┌─ 読む文章

コラム[cf.]

2017-12-08 21:07:00

大工、左官、とび職等の方【所得税】

平成21年に【大工、左官、とび職等の受ける報酬に係る所得税の取扱いについて】という法令解釈通達が制定されたことに伴い、従来の通達は廃止されました。
これは、以前のコラム(個人で確定申告をする【2017.09.22会計】)でも取り上げた、所謂【事業所得か給与所得か問題】に関係しますが、従来の取り扱いが相当根付いているのか、まだ、古い通達の取り扱いのまま申告をされているとの話を聞きます。

原則的な所得区分の判定には【雇用】と【請負】の解釈が必要です。この点、民法において次のように規定していますが、結果、雇用であれば給与所得と、請負であれば事業所得と、それぞれ判定できることになります。
[第623条]雇用は、当事者の一方が相手方に対して労働に従事することを約し、相手方がこれに対してその報酬を与えることを約することによって、その効力を生ずる
[第632条]請負は、当事者の一方がある仕事を完成することを約し、相手方がその仕事の結果に対してその報酬を支払うことを約することによって、その効力を生ずる

そして、この個別通達は、大工、左官、とび職等の受ける報酬に係る所得区分は、その対価が雇用契約または請負契約若しくはこれらに準ずる契約のうち、何れかに基づくものであるかによって判定するところ、契約によって所得区分が判定できないときの判定基準を示したものという位置づけとなります。

└─
┌─ データの部分

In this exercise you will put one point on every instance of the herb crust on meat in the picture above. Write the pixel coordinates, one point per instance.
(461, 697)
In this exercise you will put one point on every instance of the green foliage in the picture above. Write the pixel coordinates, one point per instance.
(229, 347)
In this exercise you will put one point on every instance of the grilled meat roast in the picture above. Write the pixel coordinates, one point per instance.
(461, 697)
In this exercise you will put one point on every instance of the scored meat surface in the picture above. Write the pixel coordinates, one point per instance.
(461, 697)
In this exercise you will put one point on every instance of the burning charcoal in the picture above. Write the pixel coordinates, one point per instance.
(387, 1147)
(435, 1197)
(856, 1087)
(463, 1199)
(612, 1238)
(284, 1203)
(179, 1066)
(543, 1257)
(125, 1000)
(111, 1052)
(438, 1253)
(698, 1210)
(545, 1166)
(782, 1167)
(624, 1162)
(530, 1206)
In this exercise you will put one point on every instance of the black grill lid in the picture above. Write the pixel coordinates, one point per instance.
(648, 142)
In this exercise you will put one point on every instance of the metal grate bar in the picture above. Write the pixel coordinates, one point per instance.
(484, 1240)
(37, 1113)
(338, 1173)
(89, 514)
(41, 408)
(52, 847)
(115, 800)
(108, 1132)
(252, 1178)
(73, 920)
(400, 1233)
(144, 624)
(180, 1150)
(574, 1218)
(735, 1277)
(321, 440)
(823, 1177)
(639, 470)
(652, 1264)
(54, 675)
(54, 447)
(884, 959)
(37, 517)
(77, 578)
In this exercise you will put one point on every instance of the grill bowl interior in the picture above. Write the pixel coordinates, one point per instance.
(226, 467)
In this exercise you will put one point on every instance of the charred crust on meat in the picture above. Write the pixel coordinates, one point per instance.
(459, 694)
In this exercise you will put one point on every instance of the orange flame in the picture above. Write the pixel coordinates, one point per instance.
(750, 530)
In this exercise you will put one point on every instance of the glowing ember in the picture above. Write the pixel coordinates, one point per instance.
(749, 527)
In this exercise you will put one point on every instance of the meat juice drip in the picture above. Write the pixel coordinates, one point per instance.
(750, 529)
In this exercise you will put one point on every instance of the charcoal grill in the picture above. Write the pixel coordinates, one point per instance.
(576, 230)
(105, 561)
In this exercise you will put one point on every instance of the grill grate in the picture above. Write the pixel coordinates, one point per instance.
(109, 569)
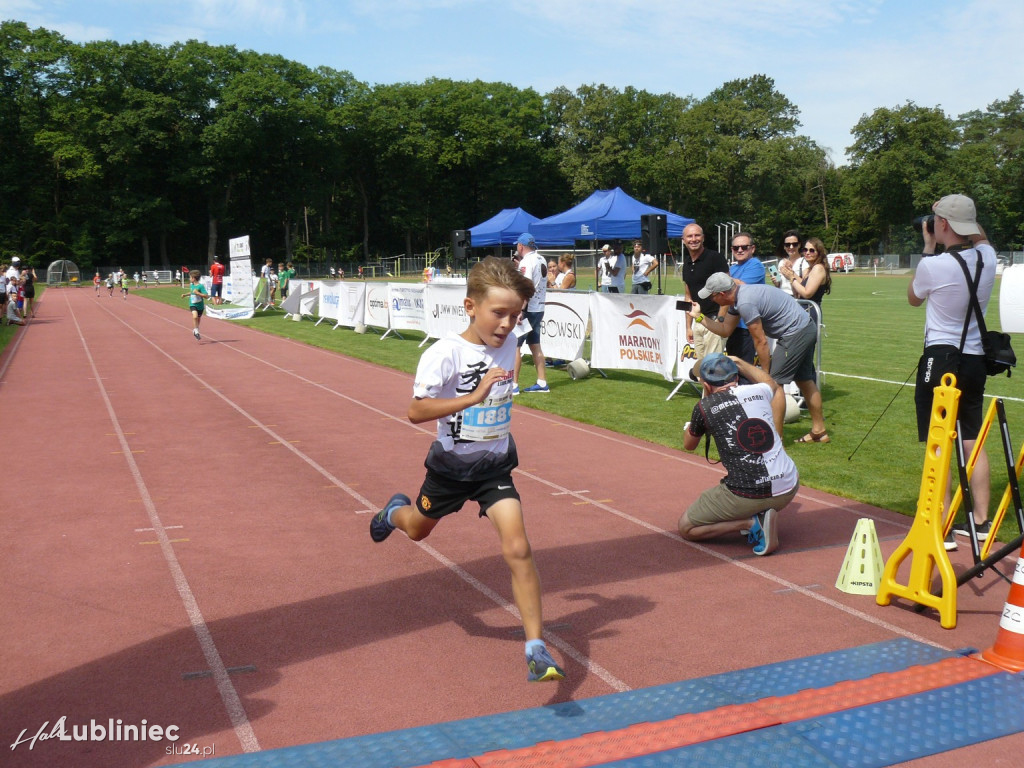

└─

▶ _小さな問題 A_:
記録のうち、「of the grilled」を含む行から「(530, 1206)」を含む行までを、両端の行も入れて、一字も変えずに書き写してください。
▶ _小さな問題 B_:
大工・左官・とび職などの所得税についての文章を、最後の文のあとから書き足してください。
文章と記録は、それぞれ別のところから持ってきたものです。

▶ _答え A_:
In this exercise you will put one point on every instance of the grilled meat roast in the picture above. Write the pixel coordinates, one point per instance.
(461, 697)
In this exercise you will put one point on every instance of the scored meat surface in the picture above. Write the pixel coordinates, one point per instance.
(461, 697)
In this exercise you will put one point on every instance of the burning charcoal in the picture above. Write the pixel coordinates, one point per instance.
(387, 1147)
(435, 1197)
(856, 1087)
(463, 1199)
(612, 1238)
(284, 1203)
(179, 1066)
(543, 1257)
(125, 1000)
(111, 1052)
(438, 1253)
(698, 1210)
(545, 1166)
(782, 1167)
(624, 1162)
(530, 1206)

▶ _答え B_:
以下、報酬を支払う側を支払者と、報酬を受け取る者を本人と表現し、次の【1】~【5】の事項は、本人にとってその報酬が事業所得に【該当すると判定するための要素】となる点を踏まえて、個別通達の内容を確認して下さい。
【1】他の者が代替して業務の遂行または役務を提供することが認められること
・・・不測の事態により、本人が作業に従事できない場合の対処として、本人が自己の責任において他の者を手配し、役務を提供した者が誰であるかにかかわらず、報酬は当該他の者にではなく本人に支払われる(他の者には本人から支払われる)ケースです。一方、支払者の責任において他の者を手配し、報酬も支払者から当該他の者に直接支払われるケースでは、民法第625条第2項の規定からも、給与所得に該当するといえます。
【2】時間的な拘束を受けないこと
・・・支払者から仕事先や作業時間を指定されたり、報酬が時間を単位として計算されていることなどは、空間的または時間的な拘束を受けていることであり、給与所得に該当するといえます。なお、現場の状況を考慮した作業時間が指定されていたとしても、それは作業実施上の条件であるとされ、時間的な拘束に当たりません。
【3】指揮監督を受けないこと
・・・支払者側から作業の具体的内容や方法等の指示を受けて作業に従事している場合は、給与所得に該当するといえますが、例えば、他職種との工程の調整や事故の発生防止のための作業方法等の指示は、業務の性質上、当然に存在する指揮監督であり、支払者側からの指揮監督には当たりません。業務の完成に向けての連絡事項や周知徹底事項などとは異なります。
【4】すでに遂行した業務または提供した役務に係る報酬の支払いを請求できないこと
・・・民法第632条における【仕事の完成】と【結果に対する報酬】の当てはめです。例え不可抗力であったとしても、達成すべき仕事量が完遂されない状況にもかかわらず対価を減額されることがない、または請求できる場合は、給与所得に該当するといえます。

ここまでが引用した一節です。